Trecho do texto

▬▬▬▬▬▬

Milton Medran Moreira
“ Sua força (do espiritismo) está na filosofia, no apelo que faz à razão, ao bom senso.”
Allan Kardec, O Livro dos Espíritos, Conclusão, Item 6.
H á uma distinção fundamental entre o espiritualismo místico o e o racional. Aquele está vinculado ao pensamento mágico, enquanto este tem na razão seus sólidos alicerces.
Fruto amadurecido do Iluminismo que o antecedeu, o espiritismo iluminou com o facho da razão questões que o misticismo religioso houvera aprisionado no quarto escuro do mistério.
O pensamento e o agir mágicos nutrem-se e sobrevivem do mistério. Você pode, se lhe aprouver, interpretar questões como a existência de Deus, do espírito, sua sobrevivência após a morte e sua comunicabilidade com o mundo material, a partir dos apelos do mistério. As religiões optaram por compartimentar cada uma dessas questões em dogmas que independem ou se fazem insuscetíveis à interpretação racional.
Já o espiritismo, histórica extensão e condensação doutrinária do moderno espiritualismo racional, encontrou na própria razão e nas ciências humanas, elementos de demonstração experimental e consequente convicção filosófica.
Todos quantos nos declaramos espíritas somos testados, em cada episódio de nossa vida individual ou social, a aferir se os valores por nós tidos como espíritas, estão vinculados, efetivamente, ao âmbito da razão ou se ainda tendemos, por atávicas influências religiosas, a interpretá-los a partir do pensamento mágico.
Vivemos neste momento um grave episódio de abrangência mundial, no campo da saúde pública, que pode, como tantos outros fenômenos da vida, ser interpretado e combatido tanto a partir do pensamento mágico, como do racional.
Estaremos vinculando-o ao pensamento mágico, por exemplo, se atribuirmos sua origem à iniciativa e à ação de um ser angelical, agente da justiça corretiva de um deus repressor, que se mostra cansado das maldades humanas, mas, ao mesmo tempo, misericordioso, por poupar a humanidade de drástica e dolorosa destruição. Igualmente, estaremos dando vazão ao atavismo mágico se buscarmos a solução dos males físicos causados por um vírus, que é produto da natureza, recorrendo a processos curativos sobre-humanos e alienados da ciência e do mundo natural.

▬▬▬▬▬▬

Lista de tarefas
**1.** No texto sobre espiritismo, de que se nutrem e sobrevivem o pensamento e o agir mágicos?
**2.** Reescreva o trecho do texto sobre espiritismo de "Todos quantos nos" a "do pensamento mágico.", trocando "atávicas" por "antigas".
**3.** Dê seguimento ao texto sobre espiritismo a partir do ponto em que ele termina.
Os itens não têm relação com o texto sobre espiritismo.

Itens armazenados do conjunto de dados:

▬▬▬▬▬▬

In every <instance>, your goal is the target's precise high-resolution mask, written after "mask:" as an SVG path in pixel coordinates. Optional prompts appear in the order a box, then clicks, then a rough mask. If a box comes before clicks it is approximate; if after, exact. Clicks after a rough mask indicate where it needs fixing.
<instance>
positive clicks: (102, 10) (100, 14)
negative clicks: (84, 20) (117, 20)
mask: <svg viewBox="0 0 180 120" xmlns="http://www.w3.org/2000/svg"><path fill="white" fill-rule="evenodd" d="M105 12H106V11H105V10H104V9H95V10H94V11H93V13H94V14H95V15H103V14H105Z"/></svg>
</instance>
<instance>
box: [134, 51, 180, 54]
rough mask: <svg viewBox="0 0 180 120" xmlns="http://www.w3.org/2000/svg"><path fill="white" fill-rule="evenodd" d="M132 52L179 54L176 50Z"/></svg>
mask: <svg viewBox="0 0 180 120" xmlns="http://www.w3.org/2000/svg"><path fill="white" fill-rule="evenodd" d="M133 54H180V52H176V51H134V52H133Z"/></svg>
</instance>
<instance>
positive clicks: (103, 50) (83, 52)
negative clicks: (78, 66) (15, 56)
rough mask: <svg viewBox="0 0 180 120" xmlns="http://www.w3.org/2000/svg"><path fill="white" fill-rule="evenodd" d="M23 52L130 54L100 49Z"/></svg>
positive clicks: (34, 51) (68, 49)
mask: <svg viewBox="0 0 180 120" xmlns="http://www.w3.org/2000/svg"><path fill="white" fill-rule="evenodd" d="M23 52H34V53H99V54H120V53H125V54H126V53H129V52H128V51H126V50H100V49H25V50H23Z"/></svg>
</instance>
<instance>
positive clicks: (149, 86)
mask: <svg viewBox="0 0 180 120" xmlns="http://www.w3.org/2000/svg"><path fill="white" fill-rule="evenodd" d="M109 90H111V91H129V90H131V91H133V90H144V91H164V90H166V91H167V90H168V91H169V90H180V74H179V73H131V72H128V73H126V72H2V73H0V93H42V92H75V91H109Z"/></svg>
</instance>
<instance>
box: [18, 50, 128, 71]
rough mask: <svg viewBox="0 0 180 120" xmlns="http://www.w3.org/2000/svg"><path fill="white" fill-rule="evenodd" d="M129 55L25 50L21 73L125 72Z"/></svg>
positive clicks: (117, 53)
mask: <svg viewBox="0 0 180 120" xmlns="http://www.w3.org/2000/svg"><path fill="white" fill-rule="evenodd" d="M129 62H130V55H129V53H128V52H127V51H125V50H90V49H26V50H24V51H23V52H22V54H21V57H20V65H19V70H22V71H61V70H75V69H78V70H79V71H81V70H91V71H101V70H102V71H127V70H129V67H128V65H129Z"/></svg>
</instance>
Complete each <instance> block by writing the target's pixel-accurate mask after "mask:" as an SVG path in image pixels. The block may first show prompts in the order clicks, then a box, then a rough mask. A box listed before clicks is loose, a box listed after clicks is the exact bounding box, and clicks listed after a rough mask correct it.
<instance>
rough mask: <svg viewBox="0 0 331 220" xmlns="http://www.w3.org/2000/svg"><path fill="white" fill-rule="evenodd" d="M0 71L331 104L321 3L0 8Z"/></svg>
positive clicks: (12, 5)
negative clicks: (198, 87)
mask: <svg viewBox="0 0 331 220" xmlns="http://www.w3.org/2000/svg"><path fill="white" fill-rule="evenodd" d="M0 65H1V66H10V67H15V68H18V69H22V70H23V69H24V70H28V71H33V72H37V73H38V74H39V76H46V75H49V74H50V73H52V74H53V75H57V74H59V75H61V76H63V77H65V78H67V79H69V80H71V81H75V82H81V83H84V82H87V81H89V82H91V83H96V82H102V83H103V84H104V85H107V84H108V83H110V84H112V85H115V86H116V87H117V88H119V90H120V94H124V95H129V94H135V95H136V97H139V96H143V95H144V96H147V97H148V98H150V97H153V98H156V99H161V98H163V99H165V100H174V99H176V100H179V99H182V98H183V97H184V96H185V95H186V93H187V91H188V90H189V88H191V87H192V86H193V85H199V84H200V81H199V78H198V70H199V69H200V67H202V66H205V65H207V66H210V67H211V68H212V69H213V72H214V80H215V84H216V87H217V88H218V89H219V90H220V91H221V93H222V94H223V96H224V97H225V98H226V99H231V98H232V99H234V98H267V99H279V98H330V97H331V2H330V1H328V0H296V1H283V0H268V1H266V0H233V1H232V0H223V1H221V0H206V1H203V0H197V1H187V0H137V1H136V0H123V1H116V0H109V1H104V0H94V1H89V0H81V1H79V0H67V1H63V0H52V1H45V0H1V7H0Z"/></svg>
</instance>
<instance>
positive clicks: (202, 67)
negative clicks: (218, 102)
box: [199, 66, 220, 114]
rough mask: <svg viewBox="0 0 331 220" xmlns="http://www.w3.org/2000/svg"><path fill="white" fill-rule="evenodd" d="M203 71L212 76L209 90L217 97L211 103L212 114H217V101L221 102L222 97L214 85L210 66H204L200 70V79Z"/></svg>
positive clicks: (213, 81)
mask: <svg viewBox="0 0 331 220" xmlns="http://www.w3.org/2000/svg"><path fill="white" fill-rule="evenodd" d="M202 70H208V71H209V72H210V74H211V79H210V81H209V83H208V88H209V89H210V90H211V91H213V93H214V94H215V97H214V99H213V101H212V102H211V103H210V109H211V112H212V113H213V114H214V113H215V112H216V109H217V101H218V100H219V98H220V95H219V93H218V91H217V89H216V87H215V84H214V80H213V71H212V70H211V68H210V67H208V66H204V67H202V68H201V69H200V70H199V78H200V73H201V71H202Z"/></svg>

▬▬▬▬▬▬

Respostas por tarefa
**1.** Do mistério.

**2.**
Todos quantos nos declaramos espíritas somos testados, em cada episódio de nossa vida individual ou social, a aferir se os valores por nós tidos como espíritas, estão vinculados, efetivamente, ao âmbito da razão ou se ainda tendemos, por antigas influências religiosas, a interpretá-los a partir do pensamento mágico.

**3.**
Não há, na interpretação racional e livre-pensadora espírita, qualquer desprezo às causas espirituais dos males humanos e nem à possibilidade da intervenção dos espíritos no campo terapêutico. Entretanto, não se pode perder de vista que:
a) O homem é um complexo biológico/espiritual/social em cuja intimidade se devem harmonizar todos esses componentes, os quais precisam sempre ser observados e administrados conjuntamente;
b) A mais eficiente expressão da comunicabilidade entre as dimensões material e espiritual não se dá por processos eivados de misticismo e mistérios, mas tende a se perfectibilizar mediante a fina sintonia entre encarnados e desencarnados, detentores, em seus respectivos planos, de conhecimentos capazes de aliviar ou pôr fim aos sofrimentos humanos. Logo, se, no mundo espiritual, um ente desencarnado é, efetivamente, detentor de conhecimentos capazes de trazer a cura de alguma patologia aqui ainda incurável, seu esforço preferencial há de se dirigir justamente a mentes encarnadas envolvidas por esse mesmo objetivo. É a partir desse processo, mente a mente, entre a humanidade encarnada e desencarnada, que se operam as grandes descobertas e os avanços da ciência e do pensamento humanos.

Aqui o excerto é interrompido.